(Rows of box annotation data)
+++
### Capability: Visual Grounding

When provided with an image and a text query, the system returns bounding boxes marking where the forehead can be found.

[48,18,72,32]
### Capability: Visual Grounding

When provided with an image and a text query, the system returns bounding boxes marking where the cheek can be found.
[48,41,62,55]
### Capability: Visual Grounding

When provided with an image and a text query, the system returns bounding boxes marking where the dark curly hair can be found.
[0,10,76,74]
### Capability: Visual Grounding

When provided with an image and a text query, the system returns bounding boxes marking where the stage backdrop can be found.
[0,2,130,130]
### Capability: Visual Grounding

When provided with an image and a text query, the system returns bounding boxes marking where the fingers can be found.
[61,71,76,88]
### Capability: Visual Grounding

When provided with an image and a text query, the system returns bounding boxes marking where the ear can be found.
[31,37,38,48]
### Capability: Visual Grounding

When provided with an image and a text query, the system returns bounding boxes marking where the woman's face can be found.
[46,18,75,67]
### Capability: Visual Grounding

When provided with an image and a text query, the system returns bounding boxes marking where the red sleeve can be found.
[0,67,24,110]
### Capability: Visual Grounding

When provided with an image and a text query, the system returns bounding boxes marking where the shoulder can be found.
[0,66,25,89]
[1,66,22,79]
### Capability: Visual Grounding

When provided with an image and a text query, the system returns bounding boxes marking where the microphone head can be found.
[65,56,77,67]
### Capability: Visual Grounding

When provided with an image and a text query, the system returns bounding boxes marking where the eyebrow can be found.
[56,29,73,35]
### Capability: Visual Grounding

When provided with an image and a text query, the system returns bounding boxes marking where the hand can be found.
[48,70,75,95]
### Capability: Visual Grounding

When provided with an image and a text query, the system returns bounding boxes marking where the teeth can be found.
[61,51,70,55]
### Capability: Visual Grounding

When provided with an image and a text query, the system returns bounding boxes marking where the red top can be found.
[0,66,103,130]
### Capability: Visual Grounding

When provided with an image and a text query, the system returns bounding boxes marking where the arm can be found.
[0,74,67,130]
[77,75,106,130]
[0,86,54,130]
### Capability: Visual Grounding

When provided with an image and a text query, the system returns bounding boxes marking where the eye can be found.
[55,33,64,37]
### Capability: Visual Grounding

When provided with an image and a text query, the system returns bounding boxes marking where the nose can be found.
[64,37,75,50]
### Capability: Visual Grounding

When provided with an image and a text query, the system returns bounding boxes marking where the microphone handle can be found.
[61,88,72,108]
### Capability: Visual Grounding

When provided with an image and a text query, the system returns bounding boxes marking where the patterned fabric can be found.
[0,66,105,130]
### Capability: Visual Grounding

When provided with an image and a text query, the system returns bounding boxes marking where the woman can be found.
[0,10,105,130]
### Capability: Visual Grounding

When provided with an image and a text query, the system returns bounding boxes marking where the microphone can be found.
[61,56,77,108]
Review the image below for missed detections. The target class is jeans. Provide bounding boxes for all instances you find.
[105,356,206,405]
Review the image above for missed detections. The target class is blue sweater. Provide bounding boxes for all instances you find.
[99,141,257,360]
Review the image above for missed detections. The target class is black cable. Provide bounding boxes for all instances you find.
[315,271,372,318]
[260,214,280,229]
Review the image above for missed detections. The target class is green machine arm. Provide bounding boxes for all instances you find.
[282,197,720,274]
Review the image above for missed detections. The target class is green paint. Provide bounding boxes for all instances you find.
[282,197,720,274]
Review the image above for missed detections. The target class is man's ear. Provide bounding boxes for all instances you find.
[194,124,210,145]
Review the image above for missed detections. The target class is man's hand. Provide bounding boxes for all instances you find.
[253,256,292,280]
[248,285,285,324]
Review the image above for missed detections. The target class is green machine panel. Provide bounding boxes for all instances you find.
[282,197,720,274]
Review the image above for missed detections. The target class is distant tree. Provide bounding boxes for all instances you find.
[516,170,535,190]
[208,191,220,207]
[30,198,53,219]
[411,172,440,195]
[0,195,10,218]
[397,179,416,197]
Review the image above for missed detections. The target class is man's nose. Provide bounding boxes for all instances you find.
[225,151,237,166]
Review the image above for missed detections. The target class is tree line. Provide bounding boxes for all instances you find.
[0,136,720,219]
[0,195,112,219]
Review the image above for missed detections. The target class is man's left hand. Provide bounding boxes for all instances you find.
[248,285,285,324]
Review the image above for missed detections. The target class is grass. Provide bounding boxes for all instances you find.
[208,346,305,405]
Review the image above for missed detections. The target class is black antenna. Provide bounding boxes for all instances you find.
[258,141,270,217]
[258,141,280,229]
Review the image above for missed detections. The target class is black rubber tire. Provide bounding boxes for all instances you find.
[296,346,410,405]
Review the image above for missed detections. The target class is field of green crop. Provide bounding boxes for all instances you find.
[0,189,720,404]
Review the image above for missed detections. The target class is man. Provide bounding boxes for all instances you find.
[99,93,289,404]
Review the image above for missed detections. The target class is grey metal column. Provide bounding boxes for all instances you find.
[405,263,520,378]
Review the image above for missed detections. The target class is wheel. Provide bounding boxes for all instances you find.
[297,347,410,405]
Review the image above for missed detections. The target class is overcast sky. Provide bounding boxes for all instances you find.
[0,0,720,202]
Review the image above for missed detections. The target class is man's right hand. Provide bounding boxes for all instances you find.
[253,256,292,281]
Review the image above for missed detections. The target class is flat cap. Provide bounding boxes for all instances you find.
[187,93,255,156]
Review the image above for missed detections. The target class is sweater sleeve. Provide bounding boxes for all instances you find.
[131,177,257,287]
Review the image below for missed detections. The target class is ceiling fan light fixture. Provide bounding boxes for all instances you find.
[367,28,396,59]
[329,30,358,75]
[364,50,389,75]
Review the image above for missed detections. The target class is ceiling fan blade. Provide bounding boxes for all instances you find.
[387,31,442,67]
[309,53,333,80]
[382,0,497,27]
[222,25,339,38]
+++
◆ **AIM**: Pull out every item above and reproduce each one word for word, from the first to the last.

◆ **THE OUTPUT**:
### Capability: Visual Grounding

When provided with an image and a text query, the system returns bounding boxes marking where the forehead can be found.

[48,18,72,32]
### Capability: Visual Grounding

When provided with an image and a text query, the system returns bounding boxes marking where the cheek can be found.
[48,41,62,55]
### Capability: Visual Grounding

When provided with an image and a text query, the system returns bounding boxes marking where the dark curly hair can be found.
[0,10,76,74]
### Capability: Visual Grounding

When provided with an image and a text query, the system returns bounding boxes marking where the stage backdrop can be found.
[0,2,130,130]
### Capability: Visual Grounding

When provided with an image and a text query, the system returns bounding boxes marking where the fingers can be found.
[61,71,76,88]
### Capability: Visual Grounding

When provided with an image and a text query, the system returns bounding boxes marking where the ear can be found.
[31,37,38,48]
### Capability: Visual Grounding

When provided with an image and a text query, the system returns bounding boxes marking where the woman's face can be found.
[46,18,75,67]
### Capability: Visual Grounding

When provided with an image and a text query, the system returns bounding boxes marking where the red sleeve can be found.
[0,67,24,110]
### Capability: Visual Grounding

When provided with an image and a text query, the system returns bounding boxes marking where the shoulder can be found.
[0,66,25,89]
[1,66,22,79]
### Capability: Visual Grounding

When provided with an image and a text query, the system returns bounding boxes marking where the microphone head can be found.
[65,56,77,67]
### Capability: Visual Grounding

When provided with an image and a text query, the system returns bounding boxes marking where the eyebrow can be found.
[56,29,73,35]
### Capability: Visual Grounding

When provided with an image and a text query, the system returns bounding boxes marking where the hand can be found.
[48,70,75,95]
### Capability: Visual Grounding

When provided with an image and a text query, the system returns bounding boxes marking where the teeth can be found.
[61,51,70,55]
### Capability: Visual Grounding

When provided with an image and a text query, the system returns bounding boxes marking where the red top can be found.
[0,66,103,130]
### Capability: Visual Grounding

When provided with an image and a text query, the system returns bounding boxes marking where the arm can be found.
[0,74,67,130]
[77,75,106,130]
[0,86,54,130]
### Capability: Visual Grounding

When provided with an image and a text query, the system returns bounding boxes marking where the eye can be found.
[55,33,64,37]
### Capability: Visual Grounding

When provided with an image and a text query, the system returns bounding boxes marking where the nose can be found.
[64,37,75,50]
### Capability: Visual Grounding

When provided with an image and a text query, the system returns bounding boxes marking where the microphone handle can be found.
[61,88,72,108]
### Capability: Visual Grounding

When provided with an image and a text query, the system returns bounding boxes marking where the patterned fabric can be found.
[0,66,105,130]
### Capability: Visual Grounding

When provided with an image and a text query, the system returns bounding boxes marking where the woman can be found.
[0,10,105,130]
### Capability: Visual Grounding

When provided with an image and a text query, the system returns bounding boxes marking where the microphone can be found.
[61,56,77,108]
Review the image below for missed detections. The target class is jeans. Provide bounding boxes for all instances you find.
[105,356,206,405]
Review the image above for missed detections. The target class is blue sweater. Provide bounding boxes for all instances you find.
[99,141,257,360]
Review the image above for missed detections. The target class is black cable. Provide bounding boxes for all instances you find.
[315,271,372,318]
[260,214,280,229]
Review the image above for missed detections. The target class is green machine arm. Provide bounding boxes for all instances you find.
[282,197,720,274]
Review the image above for missed detections. The target class is green paint. Provide bounding boxes for all instances you find.
[282,197,720,274]
Review the image above for missed detections. The target class is man's ear. Provide bounding boxes for all instances you find.
[194,124,210,145]
Review the image above for missed detections. The target class is man's hand. Provide bounding boxes for all instances you find.
[253,256,292,280]
[248,285,285,324]
Review the image above for missed detections. The target class is green machine panel. Provide bounding boxes for all instances you find.
[282,197,720,274]
Review the image above for missed detections. The target class is distant tree. Provide bounding boxes for all instances you find.
[516,170,535,190]
[208,191,220,207]
[30,198,53,219]
[411,172,440,195]
[0,195,10,218]
[397,179,416,197]
Review the image above for missed detections. The target class is man's nose. Provide bounding boxes for all instances you find.
[225,151,237,166]
Review the image above for missed detections. The target class is tree line. Provide bounding boxes for all instances you find.
[0,136,720,219]
[0,195,112,219]
Review the image above for missed detections. The target class is man's left hand. Provide bounding boxes for all instances you find.
[248,285,285,324]
Review the image above for missed detections. The target class is grass. Provide bounding boxes for all instances you find.
[208,346,305,405]
Review the image above for missed detections. The target class is black antenna. Provide bounding boxes for all instances you find.
[258,141,270,217]
[258,141,280,229]
Review the image above for missed detections. The target class is black rubber tire. Provide bounding boxes for all instances you find.
[296,346,410,405]
Review the image above for missed detections. The target class is field of green crop. Provide bounding boxes for all instances you find.
[0,189,720,404]
Review the image above for missed detections. The target class is man. Provide bounding boxes for all instances you find.
[99,93,289,404]
Review the image above for missed detections. The target class is grey metal column. Provide bounding boxes for all instances you find.
[405,263,520,378]
Review the image above for missed detections. The target class is wheel. Provide bounding boxes for all instances you find.
[297,347,410,405]
Review the image above for missed detections. The target class is overcast sky. Provide bounding boxes for all instances you find.
[0,0,720,202]
Review the image above for missed detections. The target class is man's right hand. Provide bounding boxes for all instances you find.
[253,256,292,281]
Review the image above for missed detections. The target class is flat cap. Provide bounding boxes for all instances you find.
[187,93,255,156]
Review the image above for missed detections. The target class is sweater sleeve. Provide bounding boxes for all instances you find.
[131,177,257,287]
Review the image below for missed detections. The target class is ceiling fan light fixture. Provide bounding boxes for all instances you find.
[367,28,396,59]
[329,30,358,75]
[364,50,389,75]
Review the image above for missed detections. The target class is ceiling fan blade. Provide bounding boxes for all instances you find.
[387,31,442,67]
[309,53,333,80]
[382,0,497,27]
[222,25,339,38]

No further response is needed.